---------- Task input

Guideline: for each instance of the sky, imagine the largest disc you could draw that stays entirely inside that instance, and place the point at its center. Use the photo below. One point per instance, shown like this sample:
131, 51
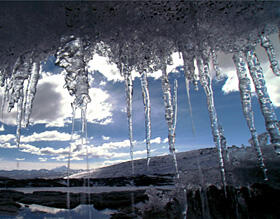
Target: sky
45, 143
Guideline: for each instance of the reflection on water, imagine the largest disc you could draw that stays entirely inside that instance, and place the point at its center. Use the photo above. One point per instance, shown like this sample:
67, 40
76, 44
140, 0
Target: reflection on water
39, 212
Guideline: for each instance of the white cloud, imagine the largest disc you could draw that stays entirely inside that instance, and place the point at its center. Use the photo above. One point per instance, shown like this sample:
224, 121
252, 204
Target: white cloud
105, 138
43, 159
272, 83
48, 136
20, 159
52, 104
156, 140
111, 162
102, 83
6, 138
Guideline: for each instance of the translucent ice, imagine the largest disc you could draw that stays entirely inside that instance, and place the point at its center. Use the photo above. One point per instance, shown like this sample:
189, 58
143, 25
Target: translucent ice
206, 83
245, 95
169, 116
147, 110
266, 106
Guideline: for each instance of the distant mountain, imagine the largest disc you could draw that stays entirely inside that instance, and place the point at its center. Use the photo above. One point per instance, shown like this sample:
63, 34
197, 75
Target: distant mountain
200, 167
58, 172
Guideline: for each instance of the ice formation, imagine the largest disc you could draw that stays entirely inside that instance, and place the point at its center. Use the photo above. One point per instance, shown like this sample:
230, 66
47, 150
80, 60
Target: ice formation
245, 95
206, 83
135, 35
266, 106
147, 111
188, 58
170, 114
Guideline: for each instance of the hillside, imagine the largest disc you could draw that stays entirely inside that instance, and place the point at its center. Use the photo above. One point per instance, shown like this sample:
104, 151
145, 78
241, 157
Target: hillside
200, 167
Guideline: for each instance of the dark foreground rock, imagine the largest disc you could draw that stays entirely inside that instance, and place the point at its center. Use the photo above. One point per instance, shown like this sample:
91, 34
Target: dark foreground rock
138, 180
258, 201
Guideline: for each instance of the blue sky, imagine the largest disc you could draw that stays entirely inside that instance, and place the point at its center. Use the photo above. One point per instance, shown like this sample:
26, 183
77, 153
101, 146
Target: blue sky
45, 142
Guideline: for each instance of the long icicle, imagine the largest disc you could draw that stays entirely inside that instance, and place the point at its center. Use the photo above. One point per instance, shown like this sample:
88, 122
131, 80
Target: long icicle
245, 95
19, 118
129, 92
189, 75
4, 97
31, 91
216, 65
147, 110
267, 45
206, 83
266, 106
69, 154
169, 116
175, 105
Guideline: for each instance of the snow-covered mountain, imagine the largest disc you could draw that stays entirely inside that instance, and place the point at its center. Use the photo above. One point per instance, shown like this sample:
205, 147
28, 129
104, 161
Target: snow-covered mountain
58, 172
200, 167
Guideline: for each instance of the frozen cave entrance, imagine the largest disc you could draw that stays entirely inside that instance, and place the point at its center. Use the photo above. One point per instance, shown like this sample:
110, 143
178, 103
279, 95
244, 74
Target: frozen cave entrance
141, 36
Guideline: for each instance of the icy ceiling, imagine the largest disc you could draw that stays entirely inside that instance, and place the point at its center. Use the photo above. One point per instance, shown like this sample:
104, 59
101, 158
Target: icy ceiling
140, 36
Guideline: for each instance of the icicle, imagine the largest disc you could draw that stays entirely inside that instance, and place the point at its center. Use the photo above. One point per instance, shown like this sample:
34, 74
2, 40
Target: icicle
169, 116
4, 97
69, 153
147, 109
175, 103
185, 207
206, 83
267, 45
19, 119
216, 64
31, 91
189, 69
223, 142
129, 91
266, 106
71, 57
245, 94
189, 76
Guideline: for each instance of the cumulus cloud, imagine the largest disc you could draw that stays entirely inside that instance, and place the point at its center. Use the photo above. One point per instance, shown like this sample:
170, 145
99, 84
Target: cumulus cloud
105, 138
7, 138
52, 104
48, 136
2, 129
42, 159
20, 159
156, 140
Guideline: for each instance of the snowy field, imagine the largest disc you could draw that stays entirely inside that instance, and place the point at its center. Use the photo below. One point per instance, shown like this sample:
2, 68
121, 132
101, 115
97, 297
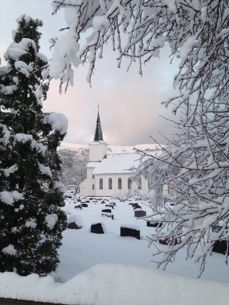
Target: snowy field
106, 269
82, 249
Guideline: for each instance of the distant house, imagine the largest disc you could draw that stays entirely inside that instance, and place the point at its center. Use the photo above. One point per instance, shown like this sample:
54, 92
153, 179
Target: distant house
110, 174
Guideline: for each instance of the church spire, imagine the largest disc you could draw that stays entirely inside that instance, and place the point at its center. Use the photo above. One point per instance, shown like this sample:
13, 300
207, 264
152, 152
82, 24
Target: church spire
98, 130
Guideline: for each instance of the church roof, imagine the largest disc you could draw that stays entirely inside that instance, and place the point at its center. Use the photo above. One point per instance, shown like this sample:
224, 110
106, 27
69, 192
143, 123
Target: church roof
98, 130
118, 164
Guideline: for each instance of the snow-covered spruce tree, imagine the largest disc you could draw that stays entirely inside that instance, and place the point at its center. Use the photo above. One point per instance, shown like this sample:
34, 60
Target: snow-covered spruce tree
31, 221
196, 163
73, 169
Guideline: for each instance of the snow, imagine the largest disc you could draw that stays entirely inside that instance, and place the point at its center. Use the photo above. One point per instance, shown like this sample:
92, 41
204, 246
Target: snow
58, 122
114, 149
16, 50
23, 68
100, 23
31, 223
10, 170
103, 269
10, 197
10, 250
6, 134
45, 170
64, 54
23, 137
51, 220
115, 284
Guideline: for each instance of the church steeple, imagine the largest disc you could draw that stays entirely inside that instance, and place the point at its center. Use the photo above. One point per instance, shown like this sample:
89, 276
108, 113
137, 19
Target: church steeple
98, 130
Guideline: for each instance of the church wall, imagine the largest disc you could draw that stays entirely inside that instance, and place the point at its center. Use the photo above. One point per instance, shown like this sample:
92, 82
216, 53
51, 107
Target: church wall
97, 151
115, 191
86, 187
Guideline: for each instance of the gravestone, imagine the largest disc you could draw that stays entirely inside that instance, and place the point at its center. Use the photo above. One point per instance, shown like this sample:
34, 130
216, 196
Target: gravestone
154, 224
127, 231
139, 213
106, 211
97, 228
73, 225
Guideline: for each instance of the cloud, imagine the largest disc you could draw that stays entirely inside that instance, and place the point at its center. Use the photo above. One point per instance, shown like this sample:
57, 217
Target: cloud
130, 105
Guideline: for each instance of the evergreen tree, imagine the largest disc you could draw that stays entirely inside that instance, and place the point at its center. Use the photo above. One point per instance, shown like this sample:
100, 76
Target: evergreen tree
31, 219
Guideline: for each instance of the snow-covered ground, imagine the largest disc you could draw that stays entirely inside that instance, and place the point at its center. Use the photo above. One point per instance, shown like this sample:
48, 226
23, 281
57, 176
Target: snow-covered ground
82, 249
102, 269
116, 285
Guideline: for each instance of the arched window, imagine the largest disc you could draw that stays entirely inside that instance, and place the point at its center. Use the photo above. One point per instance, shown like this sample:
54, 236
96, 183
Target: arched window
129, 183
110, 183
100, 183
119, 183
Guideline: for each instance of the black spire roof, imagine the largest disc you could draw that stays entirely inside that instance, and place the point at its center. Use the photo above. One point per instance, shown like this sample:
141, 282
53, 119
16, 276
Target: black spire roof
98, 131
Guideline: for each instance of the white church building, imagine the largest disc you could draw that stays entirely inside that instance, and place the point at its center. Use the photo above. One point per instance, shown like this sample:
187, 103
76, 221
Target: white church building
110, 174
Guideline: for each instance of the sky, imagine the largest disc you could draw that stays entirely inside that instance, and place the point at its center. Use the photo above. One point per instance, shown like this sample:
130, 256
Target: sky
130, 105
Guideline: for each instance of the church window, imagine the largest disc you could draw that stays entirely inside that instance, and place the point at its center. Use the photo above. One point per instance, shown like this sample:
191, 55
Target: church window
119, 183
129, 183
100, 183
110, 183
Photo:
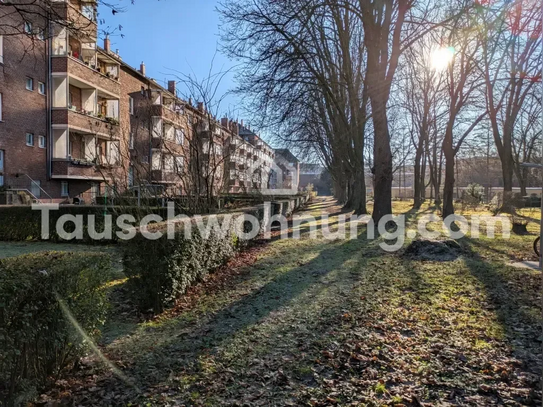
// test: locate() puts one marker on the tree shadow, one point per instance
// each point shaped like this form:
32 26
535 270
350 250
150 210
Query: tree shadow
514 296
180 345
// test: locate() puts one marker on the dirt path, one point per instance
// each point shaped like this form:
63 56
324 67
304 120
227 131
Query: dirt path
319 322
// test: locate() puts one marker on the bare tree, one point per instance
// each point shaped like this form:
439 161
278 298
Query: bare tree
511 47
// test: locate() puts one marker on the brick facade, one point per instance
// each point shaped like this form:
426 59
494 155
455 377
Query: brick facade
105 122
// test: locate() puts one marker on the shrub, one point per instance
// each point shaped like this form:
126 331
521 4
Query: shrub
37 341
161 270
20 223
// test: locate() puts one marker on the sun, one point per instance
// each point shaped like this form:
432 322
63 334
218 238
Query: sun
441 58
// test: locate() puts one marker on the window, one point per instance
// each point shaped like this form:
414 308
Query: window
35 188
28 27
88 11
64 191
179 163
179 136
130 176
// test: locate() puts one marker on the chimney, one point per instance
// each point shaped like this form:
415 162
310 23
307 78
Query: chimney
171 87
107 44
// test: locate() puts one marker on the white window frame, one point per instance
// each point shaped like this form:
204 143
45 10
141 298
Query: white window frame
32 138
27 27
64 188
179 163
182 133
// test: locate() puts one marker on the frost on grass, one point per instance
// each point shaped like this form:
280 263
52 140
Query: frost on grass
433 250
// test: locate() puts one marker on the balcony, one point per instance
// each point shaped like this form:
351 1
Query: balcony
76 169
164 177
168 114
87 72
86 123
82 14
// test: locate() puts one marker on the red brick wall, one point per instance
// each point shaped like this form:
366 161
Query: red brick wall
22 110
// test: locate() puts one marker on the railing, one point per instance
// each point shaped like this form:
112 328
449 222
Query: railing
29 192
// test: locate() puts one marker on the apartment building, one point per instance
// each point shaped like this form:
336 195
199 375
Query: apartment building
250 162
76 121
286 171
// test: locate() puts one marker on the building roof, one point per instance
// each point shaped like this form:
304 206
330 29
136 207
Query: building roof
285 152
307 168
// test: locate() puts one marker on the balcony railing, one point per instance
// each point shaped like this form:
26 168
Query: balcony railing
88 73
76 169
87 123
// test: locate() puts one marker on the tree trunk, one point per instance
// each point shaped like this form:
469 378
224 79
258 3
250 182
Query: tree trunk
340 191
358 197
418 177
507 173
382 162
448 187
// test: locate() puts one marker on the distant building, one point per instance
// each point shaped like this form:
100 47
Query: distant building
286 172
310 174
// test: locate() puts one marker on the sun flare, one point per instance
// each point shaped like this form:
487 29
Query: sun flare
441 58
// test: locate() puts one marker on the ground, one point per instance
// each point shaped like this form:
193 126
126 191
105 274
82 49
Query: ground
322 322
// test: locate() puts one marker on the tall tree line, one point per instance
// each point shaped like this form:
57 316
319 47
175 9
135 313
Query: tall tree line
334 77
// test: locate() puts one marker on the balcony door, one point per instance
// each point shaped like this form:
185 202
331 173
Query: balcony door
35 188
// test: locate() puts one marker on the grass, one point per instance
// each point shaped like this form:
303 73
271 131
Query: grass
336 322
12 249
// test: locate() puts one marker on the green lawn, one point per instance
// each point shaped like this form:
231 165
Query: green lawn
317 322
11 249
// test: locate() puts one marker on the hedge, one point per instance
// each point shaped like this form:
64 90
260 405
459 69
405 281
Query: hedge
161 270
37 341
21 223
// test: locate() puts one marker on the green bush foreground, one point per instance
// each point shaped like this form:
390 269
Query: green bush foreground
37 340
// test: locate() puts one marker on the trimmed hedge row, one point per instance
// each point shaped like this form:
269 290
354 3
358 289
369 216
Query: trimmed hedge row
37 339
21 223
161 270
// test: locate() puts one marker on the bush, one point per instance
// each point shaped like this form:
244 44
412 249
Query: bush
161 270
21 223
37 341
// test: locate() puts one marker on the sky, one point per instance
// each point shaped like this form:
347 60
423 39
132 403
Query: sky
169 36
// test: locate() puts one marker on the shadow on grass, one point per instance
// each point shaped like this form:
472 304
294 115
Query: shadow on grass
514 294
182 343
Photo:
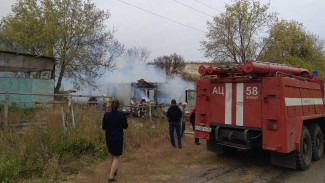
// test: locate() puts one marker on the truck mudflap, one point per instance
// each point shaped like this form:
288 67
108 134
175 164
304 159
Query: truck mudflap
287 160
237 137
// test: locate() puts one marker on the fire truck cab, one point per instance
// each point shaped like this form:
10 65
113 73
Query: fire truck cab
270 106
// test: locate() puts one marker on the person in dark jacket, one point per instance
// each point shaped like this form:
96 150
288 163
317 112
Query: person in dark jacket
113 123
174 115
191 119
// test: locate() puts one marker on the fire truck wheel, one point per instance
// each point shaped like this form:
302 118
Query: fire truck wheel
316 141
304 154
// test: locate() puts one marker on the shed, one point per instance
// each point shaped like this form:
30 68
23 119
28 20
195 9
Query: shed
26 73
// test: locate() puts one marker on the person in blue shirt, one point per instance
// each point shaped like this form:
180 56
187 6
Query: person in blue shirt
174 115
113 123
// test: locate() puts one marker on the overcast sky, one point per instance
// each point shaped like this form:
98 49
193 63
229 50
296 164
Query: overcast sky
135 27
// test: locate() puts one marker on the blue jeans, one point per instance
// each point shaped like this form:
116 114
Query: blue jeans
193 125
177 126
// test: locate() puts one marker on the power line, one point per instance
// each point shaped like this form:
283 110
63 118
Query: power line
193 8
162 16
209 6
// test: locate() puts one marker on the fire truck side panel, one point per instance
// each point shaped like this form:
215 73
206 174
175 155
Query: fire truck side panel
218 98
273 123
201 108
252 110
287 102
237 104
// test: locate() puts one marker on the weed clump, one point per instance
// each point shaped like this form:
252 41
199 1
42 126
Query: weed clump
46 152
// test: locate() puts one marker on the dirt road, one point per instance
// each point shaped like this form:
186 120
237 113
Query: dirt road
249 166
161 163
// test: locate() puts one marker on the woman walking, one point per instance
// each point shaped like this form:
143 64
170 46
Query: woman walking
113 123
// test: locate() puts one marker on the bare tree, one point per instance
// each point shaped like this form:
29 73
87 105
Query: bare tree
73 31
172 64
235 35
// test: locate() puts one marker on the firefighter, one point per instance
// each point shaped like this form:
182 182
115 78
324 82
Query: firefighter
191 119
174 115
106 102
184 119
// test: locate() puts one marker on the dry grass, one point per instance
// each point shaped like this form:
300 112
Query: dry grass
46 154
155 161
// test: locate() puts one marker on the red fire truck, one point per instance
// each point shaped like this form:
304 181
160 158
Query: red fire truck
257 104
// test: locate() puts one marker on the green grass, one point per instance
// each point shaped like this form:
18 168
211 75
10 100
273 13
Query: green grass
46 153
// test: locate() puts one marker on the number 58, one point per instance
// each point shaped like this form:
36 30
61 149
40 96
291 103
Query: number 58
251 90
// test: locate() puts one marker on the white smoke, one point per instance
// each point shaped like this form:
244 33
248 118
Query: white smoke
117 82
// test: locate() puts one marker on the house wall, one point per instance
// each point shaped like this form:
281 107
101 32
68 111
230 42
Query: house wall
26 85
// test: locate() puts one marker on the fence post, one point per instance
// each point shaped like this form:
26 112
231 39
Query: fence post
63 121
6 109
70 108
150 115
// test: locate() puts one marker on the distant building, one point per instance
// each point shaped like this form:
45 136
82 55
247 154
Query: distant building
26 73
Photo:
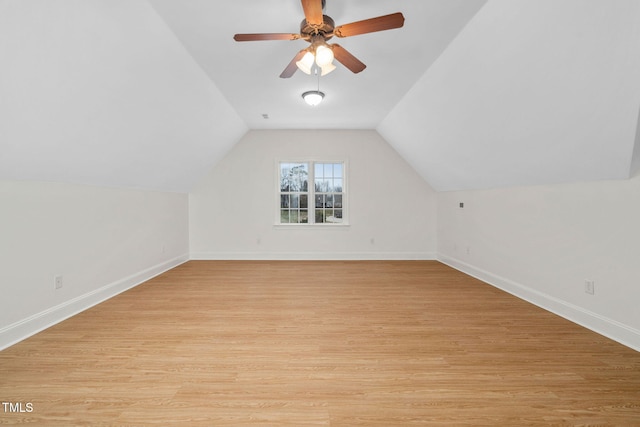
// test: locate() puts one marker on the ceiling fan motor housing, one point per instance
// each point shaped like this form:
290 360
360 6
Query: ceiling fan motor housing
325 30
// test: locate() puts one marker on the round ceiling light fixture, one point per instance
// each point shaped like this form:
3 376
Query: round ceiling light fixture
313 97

--------------------

- _Your assignment_: Your task is to copy each line of the entries that includes the word "below".

- _Answer to the problem_:
Guideline: for each instance of the sky, imagine the largest disc you could draw that stays entirely inside that instance, and place the point at its center. Use the photo below. One point per instance, shown like this sample:
Guideline: for each instance of the snowy field, imagine the largest disc you could draw that stays entirely inside that instance, and place the point at its center. Use the photo below. One point per instance, shown like this sample:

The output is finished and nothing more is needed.